*** PROVIDED DATA
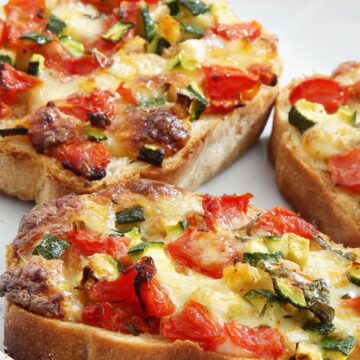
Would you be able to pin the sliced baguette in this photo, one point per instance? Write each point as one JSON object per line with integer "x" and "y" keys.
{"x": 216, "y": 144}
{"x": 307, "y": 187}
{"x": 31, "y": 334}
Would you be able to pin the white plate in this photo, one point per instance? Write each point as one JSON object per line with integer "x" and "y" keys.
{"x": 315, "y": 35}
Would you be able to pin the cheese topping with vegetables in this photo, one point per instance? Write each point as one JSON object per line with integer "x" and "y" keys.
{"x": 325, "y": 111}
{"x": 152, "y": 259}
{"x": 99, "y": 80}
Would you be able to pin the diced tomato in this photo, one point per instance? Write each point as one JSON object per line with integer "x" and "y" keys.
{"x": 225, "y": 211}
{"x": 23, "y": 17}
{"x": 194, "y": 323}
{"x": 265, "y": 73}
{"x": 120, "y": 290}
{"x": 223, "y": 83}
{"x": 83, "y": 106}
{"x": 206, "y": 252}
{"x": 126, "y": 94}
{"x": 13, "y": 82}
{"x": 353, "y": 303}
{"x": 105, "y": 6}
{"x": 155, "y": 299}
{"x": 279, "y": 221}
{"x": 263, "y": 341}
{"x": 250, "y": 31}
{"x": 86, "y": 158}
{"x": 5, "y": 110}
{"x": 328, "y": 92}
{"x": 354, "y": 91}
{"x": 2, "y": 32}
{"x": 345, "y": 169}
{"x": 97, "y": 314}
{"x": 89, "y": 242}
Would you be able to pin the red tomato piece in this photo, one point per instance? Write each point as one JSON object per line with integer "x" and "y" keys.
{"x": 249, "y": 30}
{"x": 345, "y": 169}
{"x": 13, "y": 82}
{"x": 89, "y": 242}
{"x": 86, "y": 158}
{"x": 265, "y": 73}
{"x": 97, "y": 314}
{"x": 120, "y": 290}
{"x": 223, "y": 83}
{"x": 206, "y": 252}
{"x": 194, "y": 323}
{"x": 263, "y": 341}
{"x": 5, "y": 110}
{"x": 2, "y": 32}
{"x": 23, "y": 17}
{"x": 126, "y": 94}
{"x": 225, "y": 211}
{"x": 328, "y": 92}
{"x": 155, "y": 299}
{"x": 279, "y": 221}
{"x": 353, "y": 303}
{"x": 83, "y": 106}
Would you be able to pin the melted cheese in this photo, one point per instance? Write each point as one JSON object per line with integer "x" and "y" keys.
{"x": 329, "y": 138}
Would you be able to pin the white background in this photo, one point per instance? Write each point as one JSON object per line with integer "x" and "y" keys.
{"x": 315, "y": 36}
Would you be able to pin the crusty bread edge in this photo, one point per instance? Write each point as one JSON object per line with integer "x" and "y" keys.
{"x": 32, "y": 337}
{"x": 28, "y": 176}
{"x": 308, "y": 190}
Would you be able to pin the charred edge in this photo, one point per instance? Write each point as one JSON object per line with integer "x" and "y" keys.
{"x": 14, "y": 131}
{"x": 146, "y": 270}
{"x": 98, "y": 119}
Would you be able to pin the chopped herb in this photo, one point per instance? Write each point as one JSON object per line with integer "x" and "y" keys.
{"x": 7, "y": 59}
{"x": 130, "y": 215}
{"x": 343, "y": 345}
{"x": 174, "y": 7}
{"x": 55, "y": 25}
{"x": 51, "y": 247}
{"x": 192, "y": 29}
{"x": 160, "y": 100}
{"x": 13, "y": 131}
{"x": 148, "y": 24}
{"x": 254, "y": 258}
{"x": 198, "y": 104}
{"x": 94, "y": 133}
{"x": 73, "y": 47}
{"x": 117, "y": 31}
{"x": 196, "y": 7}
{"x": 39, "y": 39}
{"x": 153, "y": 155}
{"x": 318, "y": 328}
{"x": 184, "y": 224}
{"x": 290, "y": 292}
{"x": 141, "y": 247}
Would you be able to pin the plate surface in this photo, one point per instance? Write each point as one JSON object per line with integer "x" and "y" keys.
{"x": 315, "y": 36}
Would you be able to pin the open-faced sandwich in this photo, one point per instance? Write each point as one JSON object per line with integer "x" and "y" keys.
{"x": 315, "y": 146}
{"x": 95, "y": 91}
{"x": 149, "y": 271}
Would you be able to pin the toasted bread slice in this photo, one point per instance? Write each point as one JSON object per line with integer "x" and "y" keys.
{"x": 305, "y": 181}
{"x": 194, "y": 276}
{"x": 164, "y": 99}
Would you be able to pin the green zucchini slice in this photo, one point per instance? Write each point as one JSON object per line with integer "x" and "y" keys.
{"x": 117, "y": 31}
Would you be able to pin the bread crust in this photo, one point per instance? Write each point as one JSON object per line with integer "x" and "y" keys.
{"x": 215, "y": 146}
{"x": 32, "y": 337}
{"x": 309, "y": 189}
******
_WHAT TO DO:_ Transcribe the records verbatim and omit the images.

_RESPONSE:_
Would you be able to pin the sliced baguette in this photo, one point per instance? Write each point as one JSON object per line with integer "x" and "y" keys.
{"x": 216, "y": 144}
{"x": 307, "y": 187}
{"x": 31, "y": 334}
Would you be able to pin the white plate in this photo, one point per instance? Write each point as one JSON object per line with integer "x" and "y" keys.
{"x": 315, "y": 35}
Would you be able to pin the cheese topping with vegetables in this photo, one point per instance? Write each point as one JSON object per line with integer "x" and "y" keys.
{"x": 325, "y": 111}
{"x": 152, "y": 259}
{"x": 99, "y": 80}
Would you be able to pin the diced tomato in this photo, one point per instance? Write each point as one JSON object per line with integer "x" and "y" keys.
{"x": 225, "y": 211}
{"x": 23, "y": 17}
{"x": 194, "y": 323}
{"x": 265, "y": 73}
{"x": 120, "y": 290}
{"x": 223, "y": 83}
{"x": 83, "y": 106}
{"x": 206, "y": 252}
{"x": 126, "y": 94}
{"x": 13, "y": 82}
{"x": 353, "y": 303}
{"x": 105, "y": 6}
{"x": 155, "y": 299}
{"x": 279, "y": 221}
{"x": 263, "y": 341}
{"x": 250, "y": 31}
{"x": 86, "y": 158}
{"x": 5, "y": 110}
{"x": 328, "y": 92}
{"x": 354, "y": 91}
{"x": 2, "y": 32}
{"x": 345, "y": 169}
{"x": 97, "y": 314}
{"x": 89, "y": 242}
Would you be able to pin the red tomato piece in this photo, one point per instance? Write each point as one JSON object per line with integer "x" and "y" keys.
{"x": 249, "y": 30}
{"x": 345, "y": 169}
{"x": 13, "y": 82}
{"x": 89, "y": 242}
{"x": 86, "y": 158}
{"x": 265, "y": 73}
{"x": 97, "y": 314}
{"x": 120, "y": 290}
{"x": 223, "y": 83}
{"x": 206, "y": 252}
{"x": 194, "y": 323}
{"x": 263, "y": 341}
{"x": 5, "y": 110}
{"x": 2, "y": 32}
{"x": 23, "y": 17}
{"x": 126, "y": 94}
{"x": 225, "y": 211}
{"x": 328, "y": 92}
{"x": 155, "y": 299}
{"x": 279, "y": 221}
{"x": 353, "y": 303}
{"x": 83, "y": 106}
Would you be able to pin the melted cheese in this photo, one point per instance? Write each point as one JSON object per line with integer "x" and "y" keys.
{"x": 329, "y": 138}
Would you be able to pin the white background in this photo, one point per instance? Write each point as one JSON object per line with integer "x" and "y" keys.
{"x": 315, "y": 36}
Would you be able to pin the crusty bread edge in this photo, one point per instance? Write each point as one JSON object per line with integer "x" and "y" keys.
{"x": 32, "y": 337}
{"x": 28, "y": 176}
{"x": 308, "y": 190}
Would you be able to pin the charred edge in this photo, one point per instance? Write each point as one JSON object per line with integer "x" and "y" keys.
{"x": 14, "y": 131}
{"x": 146, "y": 270}
{"x": 98, "y": 119}
Would you be able to pin the chopped herb in this photo, one point per instance? Write each point as one JSON object per line with integer "x" and "y" keys.
{"x": 7, "y": 59}
{"x": 130, "y": 215}
{"x": 343, "y": 345}
{"x": 174, "y": 7}
{"x": 55, "y": 25}
{"x": 51, "y": 247}
{"x": 192, "y": 29}
{"x": 160, "y": 100}
{"x": 13, "y": 131}
{"x": 148, "y": 24}
{"x": 254, "y": 258}
{"x": 198, "y": 104}
{"x": 94, "y": 133}
{"x": 73, "y": 47}
{"x": 117, "y": 31}
{"x": 196, "y": 7}
{"x": 39, "y": 39}
{"x": 153, "y": 155}
{"x": 318, "y": 328}
{"x": 184, "y": 224}
{"x": 290, "y": 292}
{"x": 141, "y": 247}
Would you be able to pin the plate surface in this photo, one point per instance? Write each point as one JSON object per line with integer "x" and "y" keys.
{"x": 315, "y": 36}
Would you be able to pin the open-faced sandwich in this photo, one point per instance? Write each point as one JSON object per line with integer "x" and "y" keys.
{"x": 315, "y": 146}
{"x": 95, "y": 91}
{"x": 149, "y": 271}
Would you be able to pin the toasted bread slice in this photo, one point per instance? Write each point as one JSON object per line with integer "x" and "y" keys.
{"x": 305, "y": 181}
{"x": 194, "y": 276}
{"x": 164, "y": 99}
Would you be able to pin the green zucchini slice in this photo, one point per instance? Write each point as one JSON object per line with integer "x" and "y" keys.
{"x": 117, "y": 31}
Would you be able to pin the bread crust in this photo, one point per instance? Write each point as one JSON object per line with integer "x" and "y" keys.
{"x": 215, "y": 146}
{"x": 32, "y": 337}
{"x": 309, "y": 189}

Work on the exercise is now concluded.